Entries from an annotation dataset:
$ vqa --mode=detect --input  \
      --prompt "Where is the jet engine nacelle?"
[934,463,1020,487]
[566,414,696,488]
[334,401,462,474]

---

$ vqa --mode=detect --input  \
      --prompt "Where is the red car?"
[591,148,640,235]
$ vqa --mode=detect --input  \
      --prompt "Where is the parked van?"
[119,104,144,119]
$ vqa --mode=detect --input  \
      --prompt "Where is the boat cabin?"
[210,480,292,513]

> [TASK TO CARRY OUT]:
Show every line of the listing above that contains the string "Where".

> [WRITTEN SOLUTION]:
      --prompt "Where is the jet engine nacelle?"
      --prompt "Where is the red car?"
      --prompt "Where is the parked van?"
      --prompt "Where is the boat cabin?"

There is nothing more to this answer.